• _Task to carry out_
Where the material below has a line containing "target | tuft of grass", start repeating exactly, and keep going through the line containing "target | eroded brick texture", with no other lines.

• _Task data_
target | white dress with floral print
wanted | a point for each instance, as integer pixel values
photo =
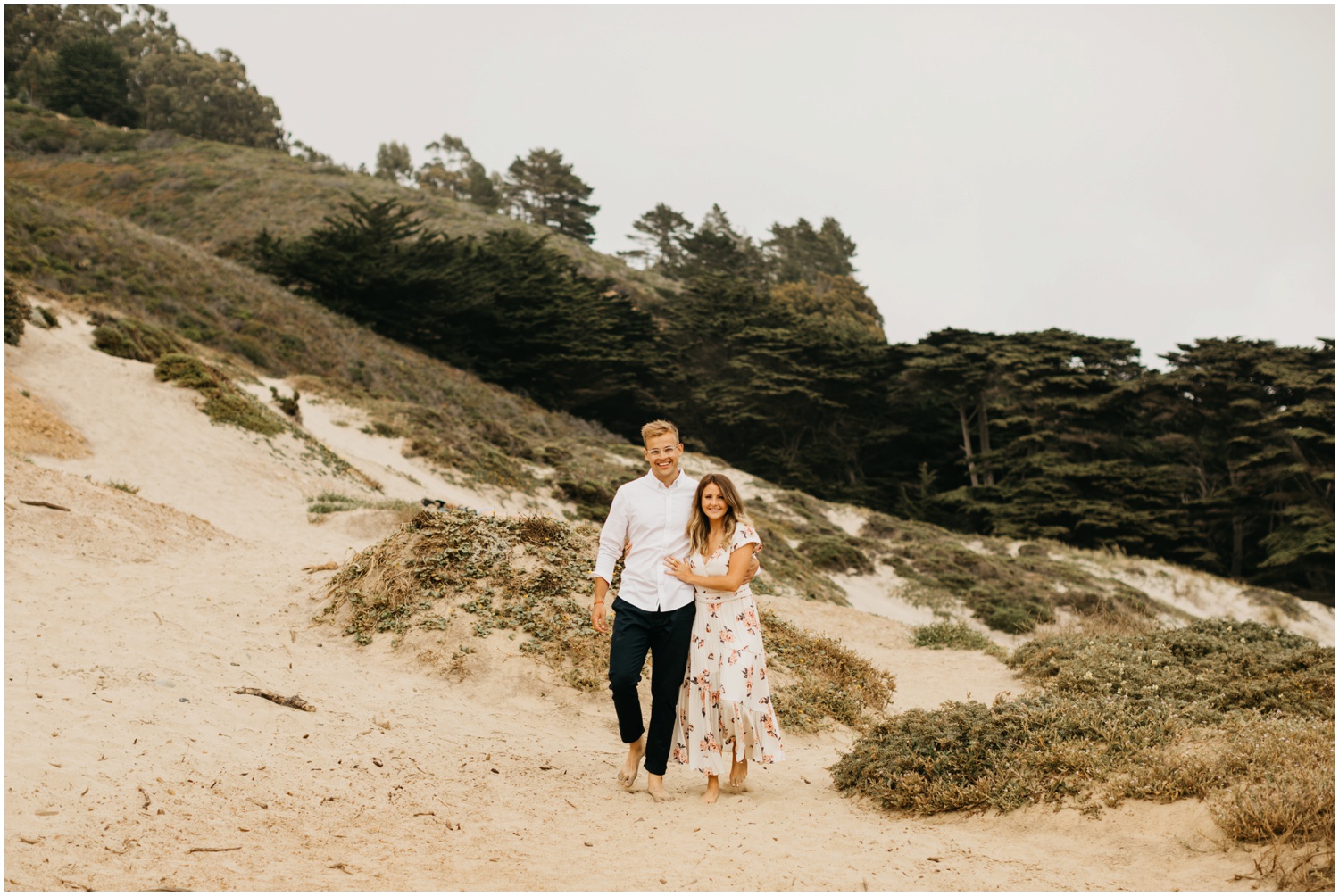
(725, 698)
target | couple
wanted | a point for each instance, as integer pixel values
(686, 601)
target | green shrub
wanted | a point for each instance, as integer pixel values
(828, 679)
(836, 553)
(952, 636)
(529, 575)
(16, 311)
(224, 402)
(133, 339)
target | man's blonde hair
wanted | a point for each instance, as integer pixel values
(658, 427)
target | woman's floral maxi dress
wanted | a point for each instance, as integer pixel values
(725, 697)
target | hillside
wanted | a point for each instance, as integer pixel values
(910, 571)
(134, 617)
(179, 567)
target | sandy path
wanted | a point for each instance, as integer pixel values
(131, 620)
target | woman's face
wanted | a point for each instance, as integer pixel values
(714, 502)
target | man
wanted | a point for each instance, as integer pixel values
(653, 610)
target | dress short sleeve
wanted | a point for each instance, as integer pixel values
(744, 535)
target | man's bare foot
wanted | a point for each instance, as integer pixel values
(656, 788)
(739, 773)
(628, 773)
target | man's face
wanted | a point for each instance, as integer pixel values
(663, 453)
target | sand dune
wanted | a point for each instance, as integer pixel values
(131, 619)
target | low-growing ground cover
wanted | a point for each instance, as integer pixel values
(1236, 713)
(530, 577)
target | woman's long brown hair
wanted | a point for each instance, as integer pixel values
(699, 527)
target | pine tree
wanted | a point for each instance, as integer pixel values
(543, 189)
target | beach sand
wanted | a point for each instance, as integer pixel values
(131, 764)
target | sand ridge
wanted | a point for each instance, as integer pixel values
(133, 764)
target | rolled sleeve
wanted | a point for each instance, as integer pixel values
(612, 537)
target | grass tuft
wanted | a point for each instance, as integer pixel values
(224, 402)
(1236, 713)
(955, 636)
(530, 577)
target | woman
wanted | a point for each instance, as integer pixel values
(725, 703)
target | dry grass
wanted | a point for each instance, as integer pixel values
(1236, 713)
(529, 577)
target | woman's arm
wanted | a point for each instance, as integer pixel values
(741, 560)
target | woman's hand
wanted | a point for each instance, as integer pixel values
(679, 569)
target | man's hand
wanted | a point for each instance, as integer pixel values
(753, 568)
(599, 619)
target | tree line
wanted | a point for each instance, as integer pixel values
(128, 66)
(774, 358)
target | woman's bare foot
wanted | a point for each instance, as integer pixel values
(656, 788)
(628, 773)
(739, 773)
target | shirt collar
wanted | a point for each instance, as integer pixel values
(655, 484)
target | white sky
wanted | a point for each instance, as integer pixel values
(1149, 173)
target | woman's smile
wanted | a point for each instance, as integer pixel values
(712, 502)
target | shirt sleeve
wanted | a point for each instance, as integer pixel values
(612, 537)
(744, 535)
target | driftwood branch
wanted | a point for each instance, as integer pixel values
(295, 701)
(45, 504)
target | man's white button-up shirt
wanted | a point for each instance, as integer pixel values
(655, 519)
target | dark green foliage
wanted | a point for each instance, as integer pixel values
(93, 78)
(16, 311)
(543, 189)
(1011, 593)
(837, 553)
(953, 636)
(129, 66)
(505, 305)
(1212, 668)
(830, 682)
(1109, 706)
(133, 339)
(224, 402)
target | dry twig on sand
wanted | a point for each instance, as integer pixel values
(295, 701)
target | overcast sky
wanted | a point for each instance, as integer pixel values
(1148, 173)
* * *
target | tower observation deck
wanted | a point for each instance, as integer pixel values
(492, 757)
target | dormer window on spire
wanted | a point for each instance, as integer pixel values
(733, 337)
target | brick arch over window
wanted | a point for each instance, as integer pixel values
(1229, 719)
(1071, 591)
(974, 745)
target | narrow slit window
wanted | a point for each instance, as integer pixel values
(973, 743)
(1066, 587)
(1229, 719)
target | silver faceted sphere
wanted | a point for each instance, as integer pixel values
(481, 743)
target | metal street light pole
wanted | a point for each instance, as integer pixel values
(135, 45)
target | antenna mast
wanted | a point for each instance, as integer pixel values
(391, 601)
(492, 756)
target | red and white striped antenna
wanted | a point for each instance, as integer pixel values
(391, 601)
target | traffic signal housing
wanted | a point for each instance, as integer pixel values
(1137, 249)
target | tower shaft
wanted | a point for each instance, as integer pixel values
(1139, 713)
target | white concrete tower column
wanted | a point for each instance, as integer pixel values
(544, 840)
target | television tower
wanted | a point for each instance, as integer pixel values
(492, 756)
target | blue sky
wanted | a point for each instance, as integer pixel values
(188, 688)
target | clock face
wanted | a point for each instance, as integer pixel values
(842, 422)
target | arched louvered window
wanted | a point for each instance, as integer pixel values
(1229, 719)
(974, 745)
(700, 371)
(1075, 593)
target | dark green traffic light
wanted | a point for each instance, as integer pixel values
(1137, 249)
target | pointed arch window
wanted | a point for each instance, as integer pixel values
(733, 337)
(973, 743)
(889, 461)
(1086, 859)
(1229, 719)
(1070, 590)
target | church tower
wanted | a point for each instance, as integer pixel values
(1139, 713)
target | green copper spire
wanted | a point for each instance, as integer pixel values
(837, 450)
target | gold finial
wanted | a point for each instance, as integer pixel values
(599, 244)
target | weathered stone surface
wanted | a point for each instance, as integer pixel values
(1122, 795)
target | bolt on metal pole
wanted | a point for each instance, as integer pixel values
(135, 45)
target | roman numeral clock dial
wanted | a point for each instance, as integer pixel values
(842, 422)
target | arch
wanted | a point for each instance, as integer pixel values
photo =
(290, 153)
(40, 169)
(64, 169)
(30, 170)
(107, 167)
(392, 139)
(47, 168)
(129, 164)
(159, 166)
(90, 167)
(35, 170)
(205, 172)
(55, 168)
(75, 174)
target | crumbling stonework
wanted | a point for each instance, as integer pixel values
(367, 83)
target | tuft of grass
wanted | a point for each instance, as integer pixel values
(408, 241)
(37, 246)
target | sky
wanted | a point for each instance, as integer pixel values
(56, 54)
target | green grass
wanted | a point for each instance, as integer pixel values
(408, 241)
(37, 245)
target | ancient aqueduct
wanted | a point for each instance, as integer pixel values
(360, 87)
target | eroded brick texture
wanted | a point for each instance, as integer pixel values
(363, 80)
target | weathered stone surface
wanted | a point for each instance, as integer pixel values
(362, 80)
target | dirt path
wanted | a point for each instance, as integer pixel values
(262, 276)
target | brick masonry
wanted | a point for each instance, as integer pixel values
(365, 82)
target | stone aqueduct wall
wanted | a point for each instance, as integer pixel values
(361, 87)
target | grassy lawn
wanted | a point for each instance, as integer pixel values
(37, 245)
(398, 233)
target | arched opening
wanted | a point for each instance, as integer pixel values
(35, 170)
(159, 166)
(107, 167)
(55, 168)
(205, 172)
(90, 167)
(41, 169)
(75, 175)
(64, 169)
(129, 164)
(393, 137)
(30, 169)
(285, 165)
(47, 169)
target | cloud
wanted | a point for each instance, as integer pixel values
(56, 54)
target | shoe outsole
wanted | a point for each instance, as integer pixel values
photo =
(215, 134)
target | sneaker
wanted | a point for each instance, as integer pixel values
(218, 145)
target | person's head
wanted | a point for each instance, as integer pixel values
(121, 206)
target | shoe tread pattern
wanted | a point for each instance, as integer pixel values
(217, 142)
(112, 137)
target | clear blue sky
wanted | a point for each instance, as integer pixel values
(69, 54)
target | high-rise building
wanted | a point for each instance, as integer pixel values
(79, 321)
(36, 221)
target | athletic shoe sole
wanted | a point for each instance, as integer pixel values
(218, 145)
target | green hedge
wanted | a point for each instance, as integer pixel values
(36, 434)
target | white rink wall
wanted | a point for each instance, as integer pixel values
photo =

• _Result for this task_
target | tuft of grass
wanted | a point for each instance, as integer pixel values
(408, 241)
(37, 246)
target | sky
wanted | a point for each instance, as integer pixel values
(56, 54)
target | green grass
wanted | a point for each instance, as integer pixel values
(408, 241)
(37, 245)
target | ancient aqueduct
wanted | a point for each instance, as integer pixel values
(360, 87)
target | eroded brick texture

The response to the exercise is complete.